── DATA PROVIDED ──
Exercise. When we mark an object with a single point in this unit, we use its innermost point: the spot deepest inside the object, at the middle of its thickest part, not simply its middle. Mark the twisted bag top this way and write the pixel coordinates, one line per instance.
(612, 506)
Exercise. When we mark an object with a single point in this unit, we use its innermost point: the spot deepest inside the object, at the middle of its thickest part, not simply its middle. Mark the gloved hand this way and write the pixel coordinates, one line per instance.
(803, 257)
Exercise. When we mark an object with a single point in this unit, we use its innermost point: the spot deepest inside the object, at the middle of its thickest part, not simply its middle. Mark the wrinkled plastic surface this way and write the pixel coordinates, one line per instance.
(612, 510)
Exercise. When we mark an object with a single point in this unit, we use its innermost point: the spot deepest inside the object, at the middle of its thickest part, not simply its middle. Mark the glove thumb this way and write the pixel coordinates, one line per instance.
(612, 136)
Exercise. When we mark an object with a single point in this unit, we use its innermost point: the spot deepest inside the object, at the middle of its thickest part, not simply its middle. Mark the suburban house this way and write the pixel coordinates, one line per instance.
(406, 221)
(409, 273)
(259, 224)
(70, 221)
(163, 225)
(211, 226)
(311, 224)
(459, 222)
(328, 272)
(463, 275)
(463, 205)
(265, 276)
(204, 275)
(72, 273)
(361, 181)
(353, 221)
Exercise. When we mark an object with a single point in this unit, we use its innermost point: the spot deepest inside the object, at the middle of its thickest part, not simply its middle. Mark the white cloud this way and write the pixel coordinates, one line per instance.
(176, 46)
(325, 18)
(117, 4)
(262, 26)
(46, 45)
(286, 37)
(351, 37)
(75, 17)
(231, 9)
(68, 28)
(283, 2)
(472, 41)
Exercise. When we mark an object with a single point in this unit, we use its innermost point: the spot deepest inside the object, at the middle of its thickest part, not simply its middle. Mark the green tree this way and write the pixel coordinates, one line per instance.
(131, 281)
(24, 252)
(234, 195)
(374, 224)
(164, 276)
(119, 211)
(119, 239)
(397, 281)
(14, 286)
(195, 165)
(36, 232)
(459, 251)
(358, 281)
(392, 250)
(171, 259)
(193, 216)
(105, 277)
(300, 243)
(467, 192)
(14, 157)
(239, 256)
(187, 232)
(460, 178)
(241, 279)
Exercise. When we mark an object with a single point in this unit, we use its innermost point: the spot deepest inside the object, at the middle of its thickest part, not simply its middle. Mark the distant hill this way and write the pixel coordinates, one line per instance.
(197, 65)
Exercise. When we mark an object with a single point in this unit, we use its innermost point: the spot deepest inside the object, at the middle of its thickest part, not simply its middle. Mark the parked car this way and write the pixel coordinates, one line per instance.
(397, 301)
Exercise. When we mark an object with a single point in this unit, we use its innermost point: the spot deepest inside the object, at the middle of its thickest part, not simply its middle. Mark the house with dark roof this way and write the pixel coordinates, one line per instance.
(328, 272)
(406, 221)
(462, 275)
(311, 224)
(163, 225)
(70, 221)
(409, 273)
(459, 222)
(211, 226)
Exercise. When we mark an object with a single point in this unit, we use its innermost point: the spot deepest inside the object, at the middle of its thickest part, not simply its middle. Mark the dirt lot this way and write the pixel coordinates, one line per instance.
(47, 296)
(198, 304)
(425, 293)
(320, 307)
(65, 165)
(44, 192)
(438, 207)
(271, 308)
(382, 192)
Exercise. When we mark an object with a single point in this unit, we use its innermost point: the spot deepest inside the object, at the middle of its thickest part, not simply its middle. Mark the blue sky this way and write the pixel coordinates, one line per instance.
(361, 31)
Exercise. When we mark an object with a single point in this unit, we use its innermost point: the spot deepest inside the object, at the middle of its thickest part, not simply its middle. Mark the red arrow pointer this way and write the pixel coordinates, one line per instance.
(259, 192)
───
— WHAT IS EXPECTED —
Produce a word-for-word copy of all the entries above.

— EXERCISE RESPONSE —
Exercise. When we mark an object with a single point in this unit, we use its innermost point: the spot deepest inside the object, at the middle of its thickest part, not simply its middle. Mark the twisted bag top this way and write the pixel coordinates, one line per instance.
(612, 506)
Exercise. When we mark an object with a single point in this unit, we use its innermost point: the spot deepest inside the object, at the middle of its thickest part, not simply its middle. Mark the gloved hand this way and write the pixel coordinates, one line per instance.
(803, 257)
Exercise. When we mark an object with a single point in this unit, we use its innermost point: the spot deepest inside the object, at the middle of its thickest part, not simply its middle. Mark the wrinkled plastic surface this way and write the pixel coordinates, one line per instance.
(612, 510)
Exercise. When we mark an object with a single point in this unit, we use its innermost point: the spot deepest inside the object, at the middle of its thickest part, not simply its middle. Mark the glove thumb this way and write the pixel coordinates, one line per instance.
(612, 136)
Exercise. When we mark an object with a single point in this unit, we use its innermost point: the spot deepest inside the object, at the middle of its thickest part, not simply its middle. Mark the suburban house this way and write the pixel coordinates, one line per instance.
(406, 221)
(409, 273)
(259, 224)
(70, 221)
(163, 225)
(211, 226)
(311, 224)
(459, 222)
(328, 272)
(463, 275)
(463, 205)
(265, 276)
(204, 275)
(72, 273)
(361, 181)
(353, 221)
Exercise. When we mark an object with a single point in this unit, we use its innermost point: the spot deepest inside the object, at the middle of its thickest part, not simply its middle. Mark the white cloud this way and write the pixel coordinates, one line per instance.
(176, 46)
(325, 18)
(117, 4)
(262, 26)
(46, 45)
(286, 37)
(351, 37)
(75, 17)
(231, 9)
(68, 28)
(283, 2)
(472, 41)
Exercise. When we mark an object with a single point in this unit, we use its innermost point: the spot deepest inside the object, at the middle of its thickest part, not simply its middle. Mark the green tree this way and write the pixel coordinates, one line per instance.
(131, 281)
(24, 252)
(234, 195)
(374, 224)
(164, 276)
(119, 211)
(119, 239)
(397, 281)
(14, 286)
(195, 165)
(36, 232)
(459, 251)
(358, 281)
(392, 250)
(171, 259)
(193, 216)
(105, 277)
(300, 243)
(467, 192)
(14, 157)
(239, 256)
(187, 232)
(460, 178)
(241, 279)
Exercise. When we mark an object with a single point in this unit, we use its innermost point: the spot deepest inside the object, at the middle of its thickest part, not simply its middle. Mark the distant hill this way and write the pixel coordinates, one line per instance.
(197, 65)
Exercise. When we mark an object with a single point in this unit, we use its innermost point: the spot deepest inside the object, at the middle of its thickest part, not simply its middle. Mark the parked car this way and write the pixel coordinates, one line per instance.
(397, 301)
Exercise. When we mark an object with a single point in this unit, we use its innermost point: the spot deepest inside the object, at the middle of its thickest part, not simply its middle. Mark the house with dark roof this way and write the pixel coordinates, one line per instance.
(328, 272)
(406, 221)
(462, 275)
(311, 224)
(163, 225)
(70, 221)
(409, 273)
(459, 222)
(211, 226)
Exercise. When we mark an object with a single point in this unit, we use its innermost point: the spot deepest inside the object, at the middle of its thickest part, not simply its middle. Mark the dirt lot this way and write the pixel coordinates, one line per instance.
(47, 296)
(198, 304)
(425, 293)
(320, 307)
(65, 165)
(44, 192)
(438, 207)
(271, 308)
(382, 192)
Exercise. When we mark an object with a single point in this unit, we use its innermost point: the spot deepest inside the object, at the middle of its thickest part, not simply its middle. Mark the blue sky this way and write the pixel coordinates, one line per instance.
(361, 31)
Exercise. When we mark an object with a single point in this unit, we use its innermost point: the spot deepest inside the object, at the middle of its thickest part, not simply its middle. Mark the red arrow pointer this way and write the pixel coordinates, one line per instance.
(259, 192)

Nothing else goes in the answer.